SET TASK: Reproduce the records from the beginning through the line containing "(336, 204), (395, 283)", swapping "house roof" for "cabin roof" and leaving everything else unchanged.

DATA ROWS:

——————

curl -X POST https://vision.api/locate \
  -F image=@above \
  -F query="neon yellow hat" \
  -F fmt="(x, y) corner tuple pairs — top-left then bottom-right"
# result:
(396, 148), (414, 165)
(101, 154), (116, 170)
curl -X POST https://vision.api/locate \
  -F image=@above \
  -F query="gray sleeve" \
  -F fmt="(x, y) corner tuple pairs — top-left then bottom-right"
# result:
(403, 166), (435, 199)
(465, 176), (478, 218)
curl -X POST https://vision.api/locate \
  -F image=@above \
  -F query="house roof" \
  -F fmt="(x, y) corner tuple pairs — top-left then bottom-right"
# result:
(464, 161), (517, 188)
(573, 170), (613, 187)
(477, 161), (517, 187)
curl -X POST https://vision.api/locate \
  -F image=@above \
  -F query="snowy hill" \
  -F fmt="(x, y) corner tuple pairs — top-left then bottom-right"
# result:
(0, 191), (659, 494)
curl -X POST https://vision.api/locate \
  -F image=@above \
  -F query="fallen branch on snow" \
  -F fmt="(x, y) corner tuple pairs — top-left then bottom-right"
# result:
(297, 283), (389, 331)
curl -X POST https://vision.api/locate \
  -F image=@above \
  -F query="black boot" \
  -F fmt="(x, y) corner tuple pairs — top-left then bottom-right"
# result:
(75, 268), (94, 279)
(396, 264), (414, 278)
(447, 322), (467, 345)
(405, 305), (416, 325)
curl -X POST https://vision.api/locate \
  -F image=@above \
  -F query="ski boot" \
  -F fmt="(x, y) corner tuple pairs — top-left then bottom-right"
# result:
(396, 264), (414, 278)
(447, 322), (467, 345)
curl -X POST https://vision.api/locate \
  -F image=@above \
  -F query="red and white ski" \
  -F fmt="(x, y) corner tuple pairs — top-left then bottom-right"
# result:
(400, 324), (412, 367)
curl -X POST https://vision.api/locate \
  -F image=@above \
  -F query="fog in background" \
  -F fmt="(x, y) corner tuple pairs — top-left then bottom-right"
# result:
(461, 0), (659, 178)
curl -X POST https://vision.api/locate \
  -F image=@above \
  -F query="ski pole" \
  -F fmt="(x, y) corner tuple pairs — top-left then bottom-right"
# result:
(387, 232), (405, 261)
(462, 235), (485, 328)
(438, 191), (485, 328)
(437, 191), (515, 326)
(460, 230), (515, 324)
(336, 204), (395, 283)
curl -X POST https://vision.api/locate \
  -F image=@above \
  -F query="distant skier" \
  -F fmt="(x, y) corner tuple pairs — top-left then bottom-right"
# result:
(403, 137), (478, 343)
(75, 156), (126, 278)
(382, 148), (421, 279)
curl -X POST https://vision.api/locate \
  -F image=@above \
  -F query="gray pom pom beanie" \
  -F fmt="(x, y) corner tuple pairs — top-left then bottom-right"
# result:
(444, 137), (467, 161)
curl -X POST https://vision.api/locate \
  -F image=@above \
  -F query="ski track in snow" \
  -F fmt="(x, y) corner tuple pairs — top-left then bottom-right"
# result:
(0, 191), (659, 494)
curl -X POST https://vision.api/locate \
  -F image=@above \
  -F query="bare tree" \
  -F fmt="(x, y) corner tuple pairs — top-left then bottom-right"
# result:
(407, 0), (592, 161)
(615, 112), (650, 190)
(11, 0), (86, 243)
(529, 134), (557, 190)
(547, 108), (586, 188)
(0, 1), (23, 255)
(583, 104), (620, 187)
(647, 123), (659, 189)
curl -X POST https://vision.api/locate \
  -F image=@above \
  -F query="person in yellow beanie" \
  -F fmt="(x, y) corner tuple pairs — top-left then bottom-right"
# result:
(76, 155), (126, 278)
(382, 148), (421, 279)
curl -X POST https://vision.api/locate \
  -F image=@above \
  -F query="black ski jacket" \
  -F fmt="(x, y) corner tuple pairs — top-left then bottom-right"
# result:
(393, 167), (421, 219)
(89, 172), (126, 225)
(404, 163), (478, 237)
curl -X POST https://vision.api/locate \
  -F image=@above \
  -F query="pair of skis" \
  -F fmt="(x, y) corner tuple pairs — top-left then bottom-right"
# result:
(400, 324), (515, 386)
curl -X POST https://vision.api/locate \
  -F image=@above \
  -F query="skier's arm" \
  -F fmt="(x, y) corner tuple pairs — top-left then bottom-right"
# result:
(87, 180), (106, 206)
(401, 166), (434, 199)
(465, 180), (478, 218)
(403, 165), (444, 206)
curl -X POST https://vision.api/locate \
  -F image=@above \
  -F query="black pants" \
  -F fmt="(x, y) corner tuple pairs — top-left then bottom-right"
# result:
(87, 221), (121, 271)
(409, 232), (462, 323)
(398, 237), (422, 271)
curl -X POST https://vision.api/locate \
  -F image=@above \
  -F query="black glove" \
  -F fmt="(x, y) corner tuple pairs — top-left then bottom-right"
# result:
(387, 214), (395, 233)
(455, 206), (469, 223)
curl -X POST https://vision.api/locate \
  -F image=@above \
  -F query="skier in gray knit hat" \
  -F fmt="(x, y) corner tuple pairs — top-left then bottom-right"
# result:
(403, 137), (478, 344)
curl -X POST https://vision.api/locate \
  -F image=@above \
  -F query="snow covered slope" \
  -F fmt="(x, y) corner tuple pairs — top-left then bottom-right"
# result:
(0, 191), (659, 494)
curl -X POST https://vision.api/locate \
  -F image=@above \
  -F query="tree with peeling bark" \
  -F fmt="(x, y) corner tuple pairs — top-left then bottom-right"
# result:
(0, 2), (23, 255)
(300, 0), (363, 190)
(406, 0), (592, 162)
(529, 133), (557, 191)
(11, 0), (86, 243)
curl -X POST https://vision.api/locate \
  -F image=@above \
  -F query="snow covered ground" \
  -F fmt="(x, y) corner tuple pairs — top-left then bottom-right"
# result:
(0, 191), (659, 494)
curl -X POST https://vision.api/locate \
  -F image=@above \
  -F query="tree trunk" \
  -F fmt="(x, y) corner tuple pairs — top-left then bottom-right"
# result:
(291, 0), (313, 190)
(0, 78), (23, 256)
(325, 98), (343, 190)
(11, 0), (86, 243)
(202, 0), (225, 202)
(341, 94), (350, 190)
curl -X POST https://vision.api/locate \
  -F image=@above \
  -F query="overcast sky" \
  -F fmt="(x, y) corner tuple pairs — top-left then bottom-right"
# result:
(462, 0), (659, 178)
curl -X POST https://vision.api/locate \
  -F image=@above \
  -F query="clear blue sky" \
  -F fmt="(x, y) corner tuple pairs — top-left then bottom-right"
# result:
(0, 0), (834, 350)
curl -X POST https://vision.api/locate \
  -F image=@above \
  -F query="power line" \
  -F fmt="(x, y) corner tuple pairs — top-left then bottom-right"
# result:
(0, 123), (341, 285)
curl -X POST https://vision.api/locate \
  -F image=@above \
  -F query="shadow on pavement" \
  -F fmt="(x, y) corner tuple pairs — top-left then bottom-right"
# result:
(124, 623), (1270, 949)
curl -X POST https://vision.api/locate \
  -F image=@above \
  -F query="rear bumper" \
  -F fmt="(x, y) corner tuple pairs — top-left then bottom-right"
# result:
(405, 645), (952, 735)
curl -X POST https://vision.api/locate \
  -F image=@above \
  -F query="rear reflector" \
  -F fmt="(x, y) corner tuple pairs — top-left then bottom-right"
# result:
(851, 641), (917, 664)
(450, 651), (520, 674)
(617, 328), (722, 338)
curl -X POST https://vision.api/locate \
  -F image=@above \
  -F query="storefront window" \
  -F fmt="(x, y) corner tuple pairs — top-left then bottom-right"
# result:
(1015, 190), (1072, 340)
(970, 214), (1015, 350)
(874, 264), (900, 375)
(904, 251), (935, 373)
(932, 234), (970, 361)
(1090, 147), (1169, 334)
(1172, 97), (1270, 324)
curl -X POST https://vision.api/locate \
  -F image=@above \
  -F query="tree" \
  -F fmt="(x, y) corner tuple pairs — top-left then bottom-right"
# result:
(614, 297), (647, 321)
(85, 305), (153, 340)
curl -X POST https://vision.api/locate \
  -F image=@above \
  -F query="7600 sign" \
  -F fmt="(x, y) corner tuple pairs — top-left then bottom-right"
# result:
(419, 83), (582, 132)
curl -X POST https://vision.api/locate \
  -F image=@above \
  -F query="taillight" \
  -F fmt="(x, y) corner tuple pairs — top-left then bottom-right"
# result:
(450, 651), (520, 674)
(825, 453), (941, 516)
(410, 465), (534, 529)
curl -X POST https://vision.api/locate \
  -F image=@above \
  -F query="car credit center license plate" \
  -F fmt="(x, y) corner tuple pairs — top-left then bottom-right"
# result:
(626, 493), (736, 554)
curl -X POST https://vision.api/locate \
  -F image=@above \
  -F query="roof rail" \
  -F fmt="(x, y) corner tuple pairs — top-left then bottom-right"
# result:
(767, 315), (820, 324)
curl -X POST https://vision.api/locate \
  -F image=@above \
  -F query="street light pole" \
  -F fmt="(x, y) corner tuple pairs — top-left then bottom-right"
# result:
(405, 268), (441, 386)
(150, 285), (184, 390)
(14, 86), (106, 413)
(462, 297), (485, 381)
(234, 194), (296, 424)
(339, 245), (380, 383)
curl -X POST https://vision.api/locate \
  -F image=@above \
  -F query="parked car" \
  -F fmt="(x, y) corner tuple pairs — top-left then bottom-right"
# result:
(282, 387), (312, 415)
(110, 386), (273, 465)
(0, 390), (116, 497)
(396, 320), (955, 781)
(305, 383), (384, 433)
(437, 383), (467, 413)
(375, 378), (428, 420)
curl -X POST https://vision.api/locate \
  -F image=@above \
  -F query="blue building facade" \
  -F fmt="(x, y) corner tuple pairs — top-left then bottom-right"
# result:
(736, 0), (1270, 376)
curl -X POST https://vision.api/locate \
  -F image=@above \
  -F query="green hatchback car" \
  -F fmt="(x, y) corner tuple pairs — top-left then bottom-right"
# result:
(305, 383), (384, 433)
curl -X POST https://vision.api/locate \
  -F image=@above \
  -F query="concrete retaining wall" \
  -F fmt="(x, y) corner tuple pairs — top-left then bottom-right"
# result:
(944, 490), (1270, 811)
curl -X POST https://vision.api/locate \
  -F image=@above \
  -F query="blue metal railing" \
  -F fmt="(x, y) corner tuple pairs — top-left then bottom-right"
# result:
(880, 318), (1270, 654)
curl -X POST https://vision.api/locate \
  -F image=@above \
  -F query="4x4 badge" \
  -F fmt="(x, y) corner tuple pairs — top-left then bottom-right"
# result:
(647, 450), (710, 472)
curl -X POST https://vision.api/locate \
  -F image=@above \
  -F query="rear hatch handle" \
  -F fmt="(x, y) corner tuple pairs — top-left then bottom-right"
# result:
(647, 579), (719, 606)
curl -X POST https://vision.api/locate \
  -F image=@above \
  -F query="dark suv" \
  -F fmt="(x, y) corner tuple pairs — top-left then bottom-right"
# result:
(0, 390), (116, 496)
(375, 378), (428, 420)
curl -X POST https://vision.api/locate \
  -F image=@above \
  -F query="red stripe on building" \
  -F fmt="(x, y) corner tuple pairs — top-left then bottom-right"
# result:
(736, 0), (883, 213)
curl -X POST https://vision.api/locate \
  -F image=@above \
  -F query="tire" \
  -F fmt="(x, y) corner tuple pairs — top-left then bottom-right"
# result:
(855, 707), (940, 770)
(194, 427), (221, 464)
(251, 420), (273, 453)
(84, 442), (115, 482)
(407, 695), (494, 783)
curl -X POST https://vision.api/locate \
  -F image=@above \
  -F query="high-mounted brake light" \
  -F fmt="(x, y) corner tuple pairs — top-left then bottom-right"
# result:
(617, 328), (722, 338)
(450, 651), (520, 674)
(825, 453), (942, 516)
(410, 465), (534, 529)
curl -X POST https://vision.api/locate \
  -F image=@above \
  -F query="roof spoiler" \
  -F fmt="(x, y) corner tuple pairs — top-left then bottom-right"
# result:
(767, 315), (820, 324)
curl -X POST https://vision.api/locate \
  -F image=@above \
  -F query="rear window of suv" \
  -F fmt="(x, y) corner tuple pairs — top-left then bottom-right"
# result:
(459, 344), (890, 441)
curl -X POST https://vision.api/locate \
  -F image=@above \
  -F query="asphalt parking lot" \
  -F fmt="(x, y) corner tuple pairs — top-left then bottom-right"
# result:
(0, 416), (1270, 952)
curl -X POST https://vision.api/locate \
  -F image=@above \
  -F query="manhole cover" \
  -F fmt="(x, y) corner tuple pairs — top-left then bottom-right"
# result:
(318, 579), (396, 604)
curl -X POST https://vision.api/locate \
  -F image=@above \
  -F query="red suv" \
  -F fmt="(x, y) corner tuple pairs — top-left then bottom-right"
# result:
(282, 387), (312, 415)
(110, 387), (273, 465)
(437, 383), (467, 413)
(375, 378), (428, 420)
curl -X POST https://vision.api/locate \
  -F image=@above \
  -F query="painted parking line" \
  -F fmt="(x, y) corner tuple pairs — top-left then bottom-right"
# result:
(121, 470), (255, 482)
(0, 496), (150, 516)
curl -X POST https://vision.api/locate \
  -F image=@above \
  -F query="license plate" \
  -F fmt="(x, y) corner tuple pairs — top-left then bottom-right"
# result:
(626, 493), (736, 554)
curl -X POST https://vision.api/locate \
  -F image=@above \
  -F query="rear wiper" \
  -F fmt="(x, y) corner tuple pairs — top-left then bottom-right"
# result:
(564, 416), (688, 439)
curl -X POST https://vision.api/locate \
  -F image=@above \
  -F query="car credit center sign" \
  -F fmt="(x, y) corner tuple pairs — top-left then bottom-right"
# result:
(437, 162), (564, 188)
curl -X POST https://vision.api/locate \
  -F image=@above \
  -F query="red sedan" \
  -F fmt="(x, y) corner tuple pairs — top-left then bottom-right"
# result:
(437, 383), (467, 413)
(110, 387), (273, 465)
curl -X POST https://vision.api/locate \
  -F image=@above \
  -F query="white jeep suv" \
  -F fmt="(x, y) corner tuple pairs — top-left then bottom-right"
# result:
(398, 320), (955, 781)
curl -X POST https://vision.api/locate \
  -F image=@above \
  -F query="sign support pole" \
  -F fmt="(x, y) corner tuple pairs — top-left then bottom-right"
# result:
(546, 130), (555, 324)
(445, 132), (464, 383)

——————

EXPECTED OUTPUT:
curl -X POST https://vision.api/locate \
  -F image=@above \
  -F query="neon yellow hat" \
  -F fmt="(x, y) corner tuple pairs — top-left then bottom-right"
# result:
(396, 148), (414, 165)
(101, 154), (116, 170)
curl -X POST https://vision.api/locate \
  -F image=@above \
  -F query="gray sleeve" \
  -F fmt="(x, y) corner tuple pairs — top-left then bottom-right"
# result:
(403, 166), (435, 199)
(465, 176), (478, 218)
curl -X POST https://vision.api/locate \
  -F image=@above \
  -F query="cabin roof" \
  -F fmt="(x, y) corner tuple pairs — top-left then bottom-right"
# result:
(464, 161), (517, 188)
(573, 170), (613, 187)
(477, 161), (517, 187)
curl -X POST https://vision.api/locate \
  -F image=@above \
  -F query="snowy hill" \
  -F fmt="(x, y) corner tuple pairs — top-left then bottom-right"
# result:
(0, 191), (659, 494)
curl -X POST https://vision.api/locate \
  -F image=@above \
  -F query="fallen branch on snow" \
  -F fmt="(x, y) corner tuple pairs — top-left then bottom-right"
# result:
(297, 283), (389, 331)
curl -X POST https://vision.api/locate \
  -F image=@above \
  -F query="black boot" \
  -F fmt="(x, y) corner tuple pairs — top-left then bottom-right"
# result:
(75, 268), (94, 279)
(396, 264), (414, 278)
(447, 322), (467, 345)
(405, 305), (416, 325)
curl -X POST https://vision.api/locate \
  -F image=@above \
  -F query="ski boot" \
  -F fmt="(x, y) corner tuple pairs — top-left then bottom-right"
# result:
(396, 264), (414, 278)
(447, 322), (467, 345)
curl -X POST https://vision.api/locate \
  -F image=@above \
  -F query="red and white ski" \
  -F fmt="(x, y) corner tuple pairs — top-left then bottom-right"
# result:
(400, 324), (412, 367)
curl -X POST https://vision.api/locate \
  -F image=@above \
  -F query="fog in background" \
  -F fmt="(x, y) corner tuple pairs — top-left then bottom-right"
# result:
(461, 0), (659, 178)
curl -X POST https://vision.api/locate \
  -F image=@above \
  -F query="ski pole" \
  -F fmt="(x, y) corner tuple pairs — top-left then bottom-right"
# result:
(387, 232), (405, 261)
(462, 235), (485, 328)
(438, 191), (485, 328)
(437, 191), (515, 326)
(460, 230), (515, 324)
(336, 204), (395, 283)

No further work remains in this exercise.